Sayfa Alıntısı:
┄┄┄┄┄┄

Bugün onlar, hala 1960 anayasası ile yönetilen, Kıbrıs Cumhuriyeti’nden kaynaklı hakkımızın olduğuna inandığım, biz veya Türkiye tanımasa da, bölgemizde kendileri ile işbirliği yapan ülkelerle ilan ettikleri münhasır ekonomik bölge içinde bulunan kaynakları konuşurken, bizim elektrik santralimizdeki eksik yakıtı tartışıyor olmamızı, bir türlü içime sindiremiyorum. Bu bağlamda, Kıbrıs’taki olası bir çözümün zorlayıcısı ve eşit ortaklıktan gelen haklarımızın aranması, siyasetimizin için bir zorunluluk olmalıdır.
Türkiye Cumhuriyeti Dışişleri Bakanı Mevlüt Çavuşoğlu, Kıbrıs’la ilgili açıklamalarında, birçok kez; “Müzakere eşitler arasında olur, yoksa herhangi bir anlamı da olmaz” cümlesini kullandı .

┄┄┄┄┄┄

Göreve Ait Kayıtlar:
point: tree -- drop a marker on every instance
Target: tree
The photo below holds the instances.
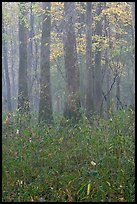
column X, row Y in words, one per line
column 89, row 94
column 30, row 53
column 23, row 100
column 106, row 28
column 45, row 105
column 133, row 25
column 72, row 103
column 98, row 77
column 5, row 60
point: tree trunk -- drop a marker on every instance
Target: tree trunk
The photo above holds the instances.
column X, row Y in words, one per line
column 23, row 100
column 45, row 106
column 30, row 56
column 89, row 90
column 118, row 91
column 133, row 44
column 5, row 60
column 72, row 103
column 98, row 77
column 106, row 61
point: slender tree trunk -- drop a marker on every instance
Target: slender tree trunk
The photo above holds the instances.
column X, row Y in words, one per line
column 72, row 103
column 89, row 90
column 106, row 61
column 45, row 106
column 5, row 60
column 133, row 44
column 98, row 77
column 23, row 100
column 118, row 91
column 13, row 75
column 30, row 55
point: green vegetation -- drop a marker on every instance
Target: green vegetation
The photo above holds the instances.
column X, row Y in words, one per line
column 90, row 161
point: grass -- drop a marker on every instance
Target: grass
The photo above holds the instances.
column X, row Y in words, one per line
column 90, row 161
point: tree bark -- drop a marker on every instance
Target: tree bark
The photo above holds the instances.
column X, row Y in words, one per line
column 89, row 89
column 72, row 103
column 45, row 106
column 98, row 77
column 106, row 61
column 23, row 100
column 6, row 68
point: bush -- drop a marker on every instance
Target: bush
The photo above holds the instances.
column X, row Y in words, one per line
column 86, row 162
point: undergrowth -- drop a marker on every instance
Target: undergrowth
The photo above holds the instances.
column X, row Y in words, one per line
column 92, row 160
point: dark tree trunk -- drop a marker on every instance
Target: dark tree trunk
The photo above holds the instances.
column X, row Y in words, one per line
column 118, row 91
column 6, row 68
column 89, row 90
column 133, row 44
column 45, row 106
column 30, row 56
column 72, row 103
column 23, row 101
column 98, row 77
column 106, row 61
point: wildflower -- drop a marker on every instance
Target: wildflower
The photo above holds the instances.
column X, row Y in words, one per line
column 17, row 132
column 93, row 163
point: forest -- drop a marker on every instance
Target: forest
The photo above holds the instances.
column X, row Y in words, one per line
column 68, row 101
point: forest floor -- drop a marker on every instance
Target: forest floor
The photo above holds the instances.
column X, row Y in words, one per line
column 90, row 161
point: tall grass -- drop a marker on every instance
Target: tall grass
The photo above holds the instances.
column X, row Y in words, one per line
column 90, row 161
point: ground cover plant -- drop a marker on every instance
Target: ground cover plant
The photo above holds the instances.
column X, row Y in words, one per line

┄┄┄┄┄┄

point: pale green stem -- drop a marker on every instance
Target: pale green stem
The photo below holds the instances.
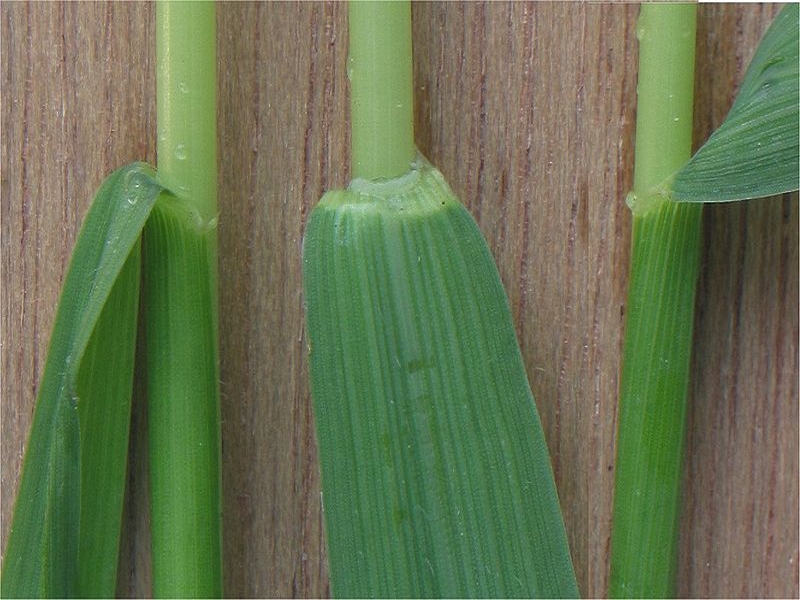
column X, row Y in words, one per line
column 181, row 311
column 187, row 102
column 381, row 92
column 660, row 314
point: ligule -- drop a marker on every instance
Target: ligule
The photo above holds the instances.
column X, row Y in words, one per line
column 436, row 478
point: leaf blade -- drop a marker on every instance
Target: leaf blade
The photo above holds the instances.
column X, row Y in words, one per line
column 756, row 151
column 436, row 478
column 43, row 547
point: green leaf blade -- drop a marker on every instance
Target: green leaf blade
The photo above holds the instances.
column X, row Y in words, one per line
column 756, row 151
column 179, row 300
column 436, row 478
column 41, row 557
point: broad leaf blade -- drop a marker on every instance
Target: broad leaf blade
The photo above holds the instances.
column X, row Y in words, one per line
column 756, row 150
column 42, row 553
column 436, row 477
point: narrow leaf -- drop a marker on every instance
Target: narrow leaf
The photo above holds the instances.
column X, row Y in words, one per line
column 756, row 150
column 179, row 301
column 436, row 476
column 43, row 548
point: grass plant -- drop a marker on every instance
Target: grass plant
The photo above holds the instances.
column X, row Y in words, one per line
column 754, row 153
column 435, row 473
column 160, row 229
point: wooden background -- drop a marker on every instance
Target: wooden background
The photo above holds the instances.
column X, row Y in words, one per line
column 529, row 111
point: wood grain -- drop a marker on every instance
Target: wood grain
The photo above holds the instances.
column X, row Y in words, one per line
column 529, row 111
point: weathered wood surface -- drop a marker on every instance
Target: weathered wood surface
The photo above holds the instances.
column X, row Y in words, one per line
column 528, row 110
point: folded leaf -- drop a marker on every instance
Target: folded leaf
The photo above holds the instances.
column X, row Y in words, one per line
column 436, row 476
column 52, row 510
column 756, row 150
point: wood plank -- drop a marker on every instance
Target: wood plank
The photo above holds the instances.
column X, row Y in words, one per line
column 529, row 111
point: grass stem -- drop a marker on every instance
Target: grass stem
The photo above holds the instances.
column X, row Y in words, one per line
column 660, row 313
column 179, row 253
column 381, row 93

┄┄┄┄┄┄

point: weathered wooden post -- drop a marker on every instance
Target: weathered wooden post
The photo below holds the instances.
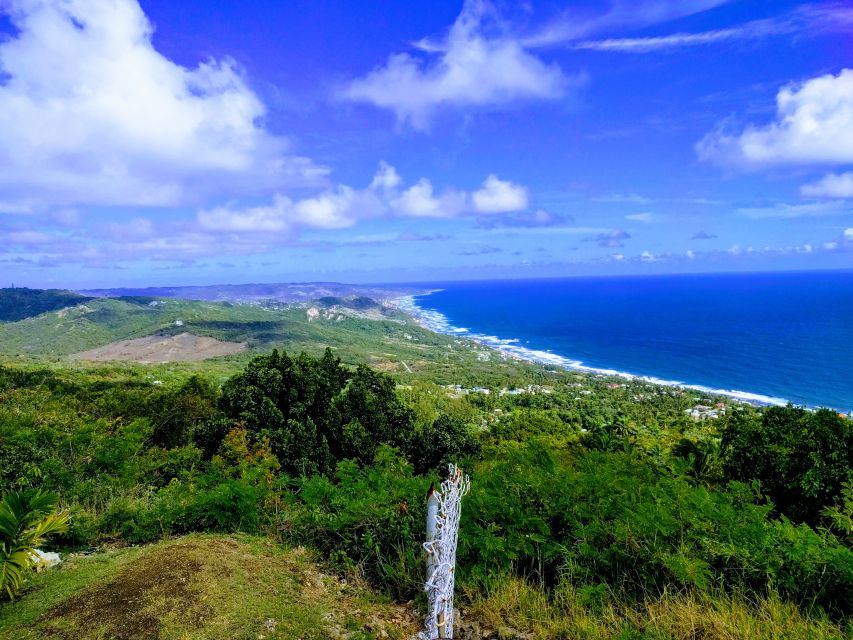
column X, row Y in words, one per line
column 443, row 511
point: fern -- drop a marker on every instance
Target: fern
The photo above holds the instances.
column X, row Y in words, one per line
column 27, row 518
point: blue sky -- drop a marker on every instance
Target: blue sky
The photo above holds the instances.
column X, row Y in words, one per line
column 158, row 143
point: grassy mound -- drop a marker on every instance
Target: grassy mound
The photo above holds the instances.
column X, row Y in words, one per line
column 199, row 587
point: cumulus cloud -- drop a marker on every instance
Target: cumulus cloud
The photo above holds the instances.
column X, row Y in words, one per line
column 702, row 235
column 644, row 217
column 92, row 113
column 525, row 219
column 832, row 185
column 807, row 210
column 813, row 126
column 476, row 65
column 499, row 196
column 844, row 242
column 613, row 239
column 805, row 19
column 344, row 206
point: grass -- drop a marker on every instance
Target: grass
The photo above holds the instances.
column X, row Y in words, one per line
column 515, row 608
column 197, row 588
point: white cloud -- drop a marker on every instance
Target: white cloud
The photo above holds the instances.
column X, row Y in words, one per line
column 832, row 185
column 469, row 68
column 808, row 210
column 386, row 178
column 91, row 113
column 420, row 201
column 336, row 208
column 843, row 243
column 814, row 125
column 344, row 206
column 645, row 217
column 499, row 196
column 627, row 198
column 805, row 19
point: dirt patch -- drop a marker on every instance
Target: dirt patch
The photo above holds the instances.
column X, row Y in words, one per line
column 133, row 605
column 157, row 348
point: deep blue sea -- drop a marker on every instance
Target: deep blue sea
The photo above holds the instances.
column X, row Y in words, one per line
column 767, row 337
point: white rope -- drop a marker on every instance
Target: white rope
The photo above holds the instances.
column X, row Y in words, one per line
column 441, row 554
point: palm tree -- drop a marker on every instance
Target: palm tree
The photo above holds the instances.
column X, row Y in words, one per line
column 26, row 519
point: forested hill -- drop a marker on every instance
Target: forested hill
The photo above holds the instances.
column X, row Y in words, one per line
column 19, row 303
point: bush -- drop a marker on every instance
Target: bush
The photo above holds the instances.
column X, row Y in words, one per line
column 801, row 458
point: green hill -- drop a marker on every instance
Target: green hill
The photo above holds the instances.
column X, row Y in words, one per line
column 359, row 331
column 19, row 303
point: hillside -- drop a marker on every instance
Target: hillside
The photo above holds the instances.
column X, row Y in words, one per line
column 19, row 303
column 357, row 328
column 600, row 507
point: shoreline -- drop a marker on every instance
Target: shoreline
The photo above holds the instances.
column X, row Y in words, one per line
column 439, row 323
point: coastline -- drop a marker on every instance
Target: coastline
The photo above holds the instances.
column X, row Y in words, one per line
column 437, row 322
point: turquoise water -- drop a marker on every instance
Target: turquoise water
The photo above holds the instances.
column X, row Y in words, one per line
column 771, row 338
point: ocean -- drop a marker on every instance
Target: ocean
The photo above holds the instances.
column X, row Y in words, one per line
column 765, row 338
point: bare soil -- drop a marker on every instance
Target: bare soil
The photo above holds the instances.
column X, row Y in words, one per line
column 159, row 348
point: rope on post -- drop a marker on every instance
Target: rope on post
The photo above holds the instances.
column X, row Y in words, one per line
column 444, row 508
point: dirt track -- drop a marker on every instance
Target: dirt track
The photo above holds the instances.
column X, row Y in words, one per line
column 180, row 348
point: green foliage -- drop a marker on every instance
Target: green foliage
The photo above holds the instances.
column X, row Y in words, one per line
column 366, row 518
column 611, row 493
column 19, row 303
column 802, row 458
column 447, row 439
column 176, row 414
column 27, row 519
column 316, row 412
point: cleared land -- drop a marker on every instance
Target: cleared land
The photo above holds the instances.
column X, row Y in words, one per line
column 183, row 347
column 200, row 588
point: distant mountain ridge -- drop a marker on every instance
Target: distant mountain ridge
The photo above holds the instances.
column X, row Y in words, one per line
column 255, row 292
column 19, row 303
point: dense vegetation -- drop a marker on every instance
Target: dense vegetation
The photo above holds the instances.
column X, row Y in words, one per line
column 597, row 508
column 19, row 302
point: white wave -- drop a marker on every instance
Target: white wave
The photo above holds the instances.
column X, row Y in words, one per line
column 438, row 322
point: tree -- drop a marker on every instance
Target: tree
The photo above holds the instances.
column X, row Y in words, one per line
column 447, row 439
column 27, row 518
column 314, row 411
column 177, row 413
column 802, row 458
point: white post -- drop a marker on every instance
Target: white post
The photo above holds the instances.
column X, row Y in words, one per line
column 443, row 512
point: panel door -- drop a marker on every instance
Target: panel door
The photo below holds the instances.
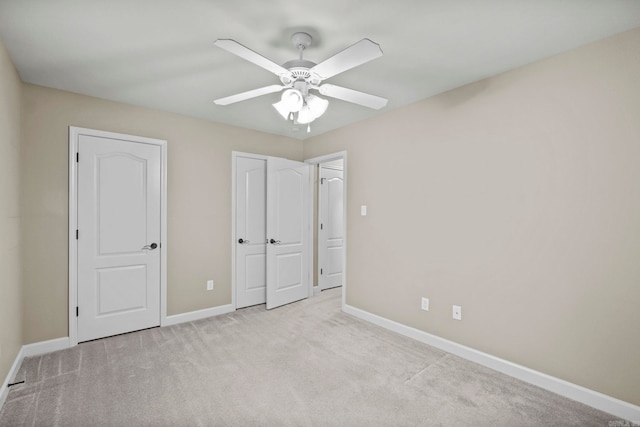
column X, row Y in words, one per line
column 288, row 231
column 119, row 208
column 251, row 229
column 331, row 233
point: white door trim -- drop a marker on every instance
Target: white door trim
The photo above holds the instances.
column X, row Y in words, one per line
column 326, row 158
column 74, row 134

┄┄┄┄┄┄

Çalışma Soruları:
1) Sayfa alıntısına göre Türkiye Cumhuriyeti Dışişleri Bakanı Mevlüt Çavuşoğlu, Kıbrıs'la ilgili açıklamalarında hangi cümleyi birçok kez kullanmıştır?
2) Kayıtlarda "point: bare soil" içeren satırdan başlayıp "column 180, row 348" içeren satırda biten satırları, boş satırları atlayarak bir Markdown tablosu biçiminde yazın. Tabloda sıra numarası için Sıra, satırın kendisi için Satır sütununu kullanın.

Alıştırma Sonuçları:
1) “Müzakere eşitler arasında olur, yoksa herhangi bir anlamı da olmaz.”

2)
| Sıra | Satır |
|---|---|
| 1 | point: bare soil -- drop a marker on every instance |
| 2 | Target: bare soil |
| 3 | The photo above holds the instances. |
| 4 | column X, row Y in words, one per line |
| 5 | column 159, row 348 |
| 6 | point: rope on post -- drop a marker on every instance |
| 7 | Target: rope on post |
| 8 | The photo above holds the instances. |
| 9 | column X, row Y in words, one per line |
| 10 | column 444, row 508 |
| 11 | point: dirt track -- drop a marker on every instance |
| 12 | Target: dirt track |
| 13 | The photo above holds the instances. |
| 14 | column X, row Y in words, one per line |
| 15 | column 180, row 348 |